- TASK -
Report, as a single number, how many lines of the records contain the word "below".

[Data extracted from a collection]
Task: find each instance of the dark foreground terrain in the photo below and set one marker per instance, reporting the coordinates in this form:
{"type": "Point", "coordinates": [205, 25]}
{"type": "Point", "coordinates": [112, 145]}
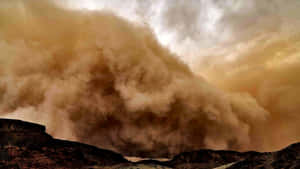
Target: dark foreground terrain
{"type": "Point", "coordinates": [27, 145]}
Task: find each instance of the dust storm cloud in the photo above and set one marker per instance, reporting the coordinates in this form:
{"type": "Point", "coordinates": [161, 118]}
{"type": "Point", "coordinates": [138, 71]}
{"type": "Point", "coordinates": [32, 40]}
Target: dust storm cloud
{"type": "Point", "coordinates": [94, 77]}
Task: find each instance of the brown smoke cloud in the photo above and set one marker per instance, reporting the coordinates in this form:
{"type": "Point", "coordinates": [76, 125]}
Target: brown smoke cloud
{"type": "Point", "coordinates": [96, 78]}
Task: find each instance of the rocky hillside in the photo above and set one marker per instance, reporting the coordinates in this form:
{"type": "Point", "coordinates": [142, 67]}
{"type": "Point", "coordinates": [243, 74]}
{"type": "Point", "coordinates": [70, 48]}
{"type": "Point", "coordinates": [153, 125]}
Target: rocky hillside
{"type": "Point", "coordinates": [27, 145]}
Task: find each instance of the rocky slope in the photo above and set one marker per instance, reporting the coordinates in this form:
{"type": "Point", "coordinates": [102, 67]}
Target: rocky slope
{"type": "Point", "coordinates": [27, 145]}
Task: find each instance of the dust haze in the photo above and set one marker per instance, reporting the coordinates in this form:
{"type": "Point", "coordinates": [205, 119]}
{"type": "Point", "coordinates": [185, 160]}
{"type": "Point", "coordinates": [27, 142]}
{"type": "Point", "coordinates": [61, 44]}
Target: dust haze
{"type": "Point", "coordinates": [110, 81]}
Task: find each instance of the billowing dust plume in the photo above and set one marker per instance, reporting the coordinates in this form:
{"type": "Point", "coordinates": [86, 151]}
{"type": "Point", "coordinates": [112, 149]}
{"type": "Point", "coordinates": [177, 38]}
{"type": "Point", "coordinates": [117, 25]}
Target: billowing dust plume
{"type": "Point", "coordinates": [95, 78]}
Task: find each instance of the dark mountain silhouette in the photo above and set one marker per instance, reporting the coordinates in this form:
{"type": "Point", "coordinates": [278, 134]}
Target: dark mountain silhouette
{"type": "Point", "coordinates": [27, 145]}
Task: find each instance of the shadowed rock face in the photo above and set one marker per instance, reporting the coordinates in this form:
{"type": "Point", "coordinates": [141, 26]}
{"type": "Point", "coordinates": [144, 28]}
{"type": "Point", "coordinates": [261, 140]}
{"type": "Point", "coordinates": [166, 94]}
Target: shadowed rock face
{"type": "Point", "coordinates": [26, 145]}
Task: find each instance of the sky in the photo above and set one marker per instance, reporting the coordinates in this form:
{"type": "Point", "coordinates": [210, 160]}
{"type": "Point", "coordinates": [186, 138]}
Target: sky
{"type": "Point", "coordinates": [154, 77]}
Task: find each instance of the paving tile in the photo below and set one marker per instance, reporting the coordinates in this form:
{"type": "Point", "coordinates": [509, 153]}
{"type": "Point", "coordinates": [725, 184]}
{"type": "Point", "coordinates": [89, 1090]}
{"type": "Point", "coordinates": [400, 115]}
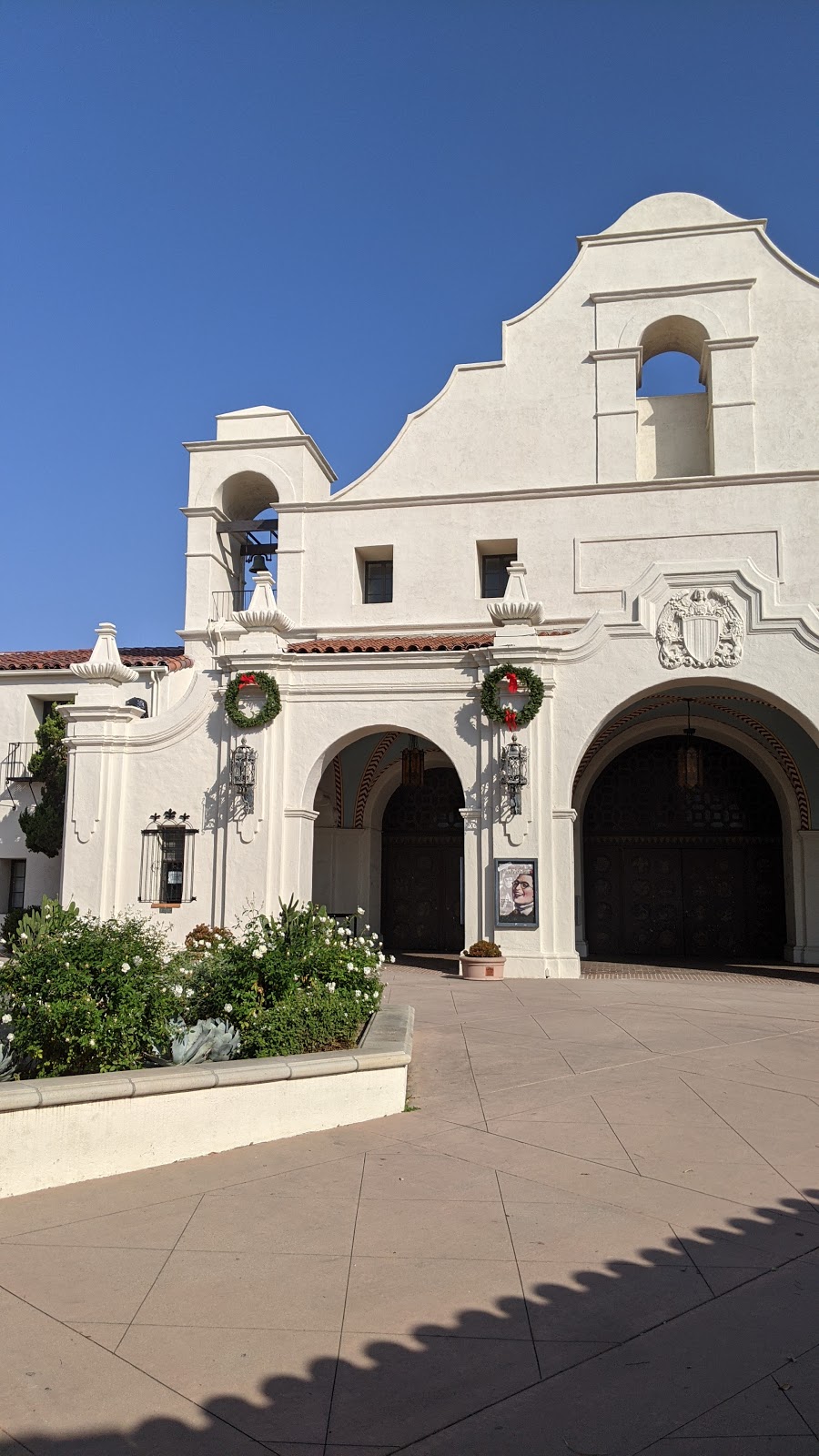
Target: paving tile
{"type": "Point", "coordinates": [763, 1410]}
{"type": "Point", "coordinates": [259, 1290]}
{"type": "Point", "coordinates": [577, 1229]}
{"type": "Point", "coordinates": [453, 1296]}
{"type": "Point", "coordinates": [79, 1283]}
{"type": "Point", "coordinates": [431, 1229]}
{"type": "Point", "coordinates": [411, 1174]}
{"type": "Point", "coordinates": [392, 1390]}
{"type": "Point", "coordinates": [270, 1383]}
{"type": "Point", "coordinates": [66, 1395]}
{"type": "Point", "coordinates": [610, 1305]}
{"type": "Point", "coordinates": [249, 1218]}
{"type": "Point", "coordinates": [598, 1143]}
{"type": "Point", "coordinates": [153, 1228]}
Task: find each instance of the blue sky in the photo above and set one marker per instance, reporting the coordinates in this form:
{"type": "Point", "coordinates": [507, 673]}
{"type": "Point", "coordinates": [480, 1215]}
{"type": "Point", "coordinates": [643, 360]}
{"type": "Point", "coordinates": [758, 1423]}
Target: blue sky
{"type": "Point", "coordinates": [324, 206]}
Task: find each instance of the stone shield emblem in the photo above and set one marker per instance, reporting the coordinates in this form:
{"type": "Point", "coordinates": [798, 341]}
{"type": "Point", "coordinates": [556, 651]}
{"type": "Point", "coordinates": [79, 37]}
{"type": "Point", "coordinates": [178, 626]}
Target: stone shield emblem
{"type": "Point", "coordinates": [700, 628]}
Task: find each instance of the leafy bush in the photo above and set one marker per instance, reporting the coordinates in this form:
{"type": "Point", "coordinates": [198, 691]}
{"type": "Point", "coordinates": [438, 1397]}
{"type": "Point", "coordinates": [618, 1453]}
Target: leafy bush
{"type": "Point", "coordinates": [207, 938]}
{"type": "Point", "coordinates": [295, 983]}
{"type": "Point", "coordinates": [43, 824]}
{"type": "Point", "coordinates": [89, 996]}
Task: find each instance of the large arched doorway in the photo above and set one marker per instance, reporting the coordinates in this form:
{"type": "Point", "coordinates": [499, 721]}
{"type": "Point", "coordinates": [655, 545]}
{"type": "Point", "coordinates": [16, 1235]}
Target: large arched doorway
{"type": "Point", "coordinates": [682, 873]}
{"type": "Point", "coordinates": [423, 865]}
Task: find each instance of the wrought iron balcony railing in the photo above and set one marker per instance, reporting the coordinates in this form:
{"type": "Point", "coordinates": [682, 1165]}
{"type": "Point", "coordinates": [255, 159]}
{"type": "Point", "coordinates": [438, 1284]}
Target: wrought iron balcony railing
{"type": "Point", "coordinates": [225, 603]}
{"type": "Point", "coordinates": [16, 762]}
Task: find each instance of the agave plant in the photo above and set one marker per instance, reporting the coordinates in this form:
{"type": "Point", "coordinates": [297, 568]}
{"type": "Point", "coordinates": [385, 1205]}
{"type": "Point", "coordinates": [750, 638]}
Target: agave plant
{"type": "Point", "coordinates": [206, 1041]}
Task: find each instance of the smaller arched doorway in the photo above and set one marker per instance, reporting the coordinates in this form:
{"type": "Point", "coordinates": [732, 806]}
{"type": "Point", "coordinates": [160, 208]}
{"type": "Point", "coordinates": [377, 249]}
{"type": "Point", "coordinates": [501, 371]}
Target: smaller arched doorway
{"type": "Point", "coordinates": [423, 865]}
{"type": "Point", "coordinates": [682, 873]}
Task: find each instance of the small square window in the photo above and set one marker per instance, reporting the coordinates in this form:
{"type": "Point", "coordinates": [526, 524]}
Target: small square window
{"type": "Point", "coordinates": [378, 581]}
{"type": "Point", "coordinates": [494, 574]}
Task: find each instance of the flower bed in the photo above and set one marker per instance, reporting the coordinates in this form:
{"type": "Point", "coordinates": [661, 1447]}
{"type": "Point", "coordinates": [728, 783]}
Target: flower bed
{"type": "Point", "coordinates": [82, 996]}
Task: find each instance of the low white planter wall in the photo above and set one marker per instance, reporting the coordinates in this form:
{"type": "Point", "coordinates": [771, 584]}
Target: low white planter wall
{"type": "Point", "coordinates": [62, 1130]}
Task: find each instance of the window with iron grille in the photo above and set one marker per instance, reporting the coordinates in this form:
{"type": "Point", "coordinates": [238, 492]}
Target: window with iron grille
{"type": "Point", "coordinates": [378, 581]}
{"type": "Point", "coordinates": [167, 864]}
{"type": "Point", "coordinates": [494, 574]}
{"type": "Point", "coordinates": [16, 885]}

- ANSWER SPACE -
2